** BEGIN Supplied text **

DALLAS, Texas, Nov. 8, 2018 — The OpenMP Architecture Review Board (ARB) is pleased to announce Version 5.0 of the OpenMP API Specification, a major upgrade of the OpenMP language. The OpenMP community has made many requests since version 4.5 was introduced in 2015. As a result OpenMP 5.0 adds many new features that will be useful for highly parallel and complex applications. OpenMP now covers the entire hardware spectrum from embedded and accelerator devices to multicore systems with shared-memory. Vendors have made reference implementations of parts of the standard, and user courses will soon be given at OpenMP workshops and major conferences.
The OpenMP API is used in a wide range of fields, from physics, automotive and aeronautic simulations to biotech, and from automation and robotics, to financial analysis. Requests from users in these fields included adding features to enhance OpenMP for the embedded system and accelerator spaces, to provide a standard interface for debugging, and to improve performance tools. In addition to meeting these requests, OpenMP 5.0 also improves portability and usability, while bringing the specification to support the latest versions of C, C++, and Fortran.
“OpenMP 5.0 adds critical features in several areas. For example, it significantly reduces the effort to use accelerators effectively through its support for unified shared memory via the requires directive and for implicit declare target directives,” said Bronis R. de Supinski, the Chair of the OpenMP Language Committee and the ARB Representative from Lawrence Livermore National Laboratory. “I have personally represented user requirements not only from the CORAL procurements but also from the Department of Energy’s Exascale Computing Project. Representatives from several other sites have brought a variety of other requirements, such as improvements to OpenMP’s tasking model.”
Version 5.0 of the OpenMP specification was jointly developed by the OpenMP ARB, a group of major computer hardware and software vendors, as well as users throughout the OpenMP community. In addition to several minor improvements, the updated specification includes the following major additions:
- Full support for accelerator devices. OpenMP now has full support for accelerator devices, including mechanisms to require unified shared memory between the host system and coprocessor devices, the ability to use device-specific function implementations, better control of implicit data mappings, and the ability to override device offload at runtime. In addition, it supports reverse offload, implicit function generation, and the ability to copy object-oriented data structures easily.
- Improved debugging and performance analysis. Two new tool interfaces enable the development of third party tools to support intuitive debugging and deep performance analysis.
- Support for the latest versions of C, C++, and Fortran. OpenMP now supports important features of Fortran 2008, C11, and C++17.
- Support for a fully descriptive loop construct. The loop construct lets the compiler optimize a loop while not forcing any specific implementation. This construct allows the compiler more freedom to choose a good implementation for a specific target than do other OpenMP directives.

** END Supplied text **

__What to do__.
[a] Answer these questions from the OpenMP 5.0 announcement.
(i) In what year was version 4.5 introduced?
(ii) Which laboratory does Bronis R. de Supinski represent on the ARB?
(iii) Which version of Fortran does OpenMP now support important features of?
[b] Print the stretch of the OpenMP 5.0 announcement from "DALLAS, Texas, Nov." through "and major conferences.".
[c] List the major additions that the OpenMP 5.0 announcement names for the updated specification.

** BEGIN Material **

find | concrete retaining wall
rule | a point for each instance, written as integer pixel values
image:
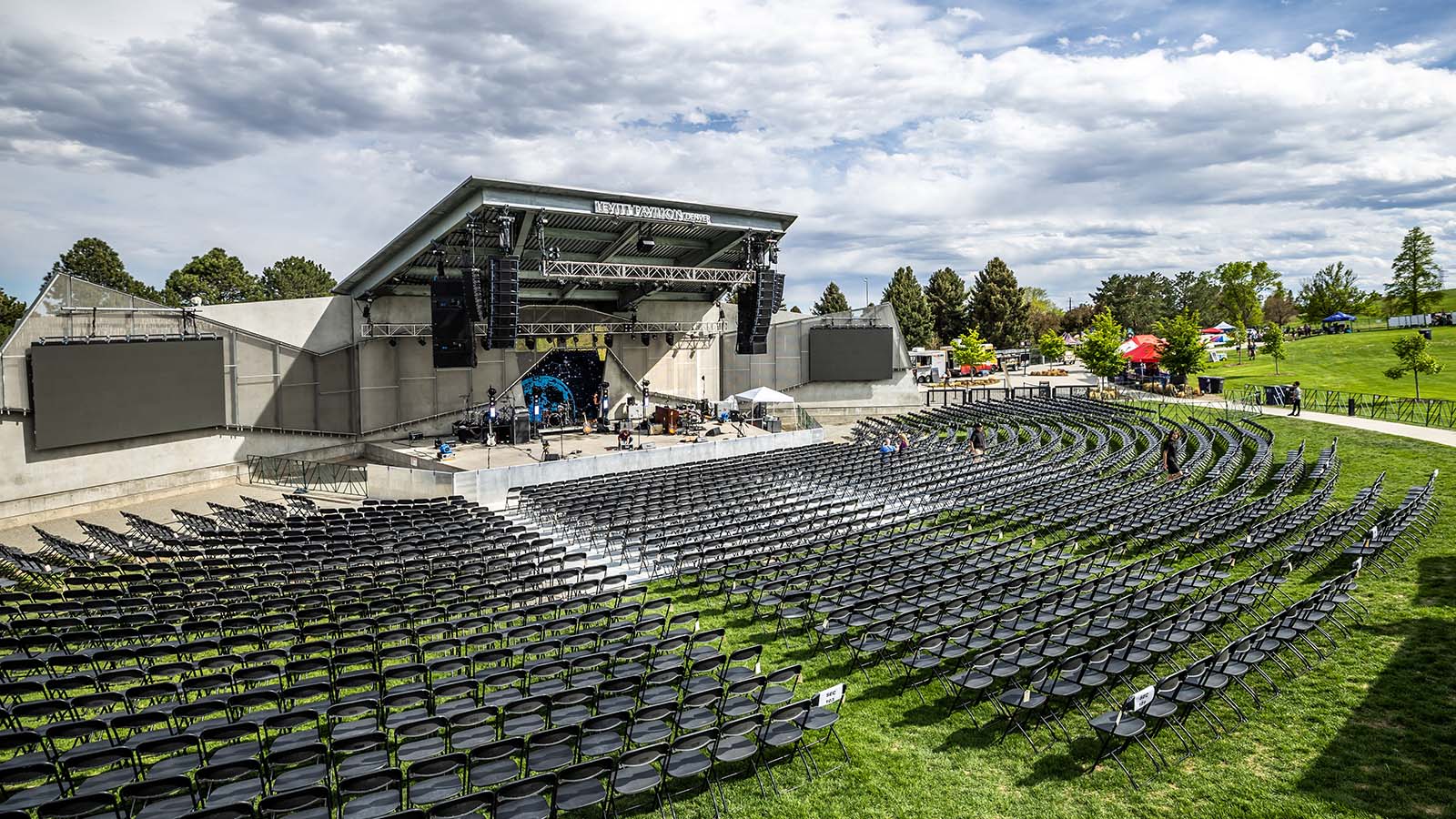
(490, 487)
(400, 482)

** END Material **

__Full solutions__.
[a]
(i) 2015
(ii) Lawrence Livermore National Laboratory
(iii) Fortran 2008

[b]
DALLAS, Texas, Nov. 8, 2018 — The OpenMP Architecture Review Board (ARB) is pleased to announce Version 5.0 of the OpenMP API Specification, a major upgrade of the OpenMP language. The OpenMP community has made many requests since version 4.5 was introduced in 2015. As a result OpenMP 5.0 adds many new features that will be useful for highly parallel and complex applications. OpenMP now covers the entire hardware spectrum from embedded and accelerator devices to multicore systems with shared-memory. Vendors have made reference implementations of parts of the standard, and user courses will soon be given at OpenMP workshops and major conferences.

[c]
- Full support for accelerator devices
- Improved debugging and performance analysis
- Support for the latest versions of C, C++, and Fortran
- Support for a fully descriptive loop construct